• CHALLENGE: Could you edit the rows from the line containing "like [925, 222]." through the end of the rows, inclusive, replacing "MUST" with "SHOULD" and leaving everything else unchanged? Give back only those lines.

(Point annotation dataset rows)
###

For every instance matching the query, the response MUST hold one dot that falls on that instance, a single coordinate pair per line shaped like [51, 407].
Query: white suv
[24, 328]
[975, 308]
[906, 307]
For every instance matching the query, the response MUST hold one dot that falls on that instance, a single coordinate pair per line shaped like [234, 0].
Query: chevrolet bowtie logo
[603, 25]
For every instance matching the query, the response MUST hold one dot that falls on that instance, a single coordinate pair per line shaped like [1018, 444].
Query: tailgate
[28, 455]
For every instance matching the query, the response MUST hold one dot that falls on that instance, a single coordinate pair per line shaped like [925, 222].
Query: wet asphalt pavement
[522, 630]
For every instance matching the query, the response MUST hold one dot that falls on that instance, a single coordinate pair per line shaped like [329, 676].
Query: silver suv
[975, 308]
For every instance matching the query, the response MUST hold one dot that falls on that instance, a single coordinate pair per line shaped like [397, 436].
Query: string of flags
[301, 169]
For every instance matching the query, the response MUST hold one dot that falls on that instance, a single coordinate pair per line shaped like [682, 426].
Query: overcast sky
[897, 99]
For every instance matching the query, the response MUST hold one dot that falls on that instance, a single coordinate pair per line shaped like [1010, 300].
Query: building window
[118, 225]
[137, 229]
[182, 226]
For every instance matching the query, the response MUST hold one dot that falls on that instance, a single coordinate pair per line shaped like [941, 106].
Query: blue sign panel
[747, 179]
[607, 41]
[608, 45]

###

• SOLUTION TO THE PROBLEM:
For every instance matching the query, the response SHOULD hold one dot that falls on that instance, a single coordinate pair per line shaped like [925, 222].
Query: wet asphalt pavement
[522, 630]
For every instance matching the query, the response SHOULD hold one dot that falls on that instance, a single coordinate pair per line shaped like [329, 676].
Query: silver suv
[975, 308]
For every instance matching the query, the response SHOULD hold one dot that falls on that instance, a single coordinate pair per line shaped like [397, 436].
Query: string of flags
[301, 169]
For every instance matching the query, the response SHOULD hold one dot that falls on that instance, a single coordinate pair per line shaped like [682, 426].
Query: overcast sky
[897, 99]
For every instance matching the query, the response SHOULD hold one dot that falls on that instance, a single coordinate pair per line shaped like [1010, 300].
Query: building window
[118, 225]
[137, 229]
[182, 226]
For every instance matching the query, the response SHOULD hold one dot that falls on that instance, a single coordinate pair per line shaped like [941, 106].
Query: blue sign panel
[747, 179]
[607, 41]
[608, 45]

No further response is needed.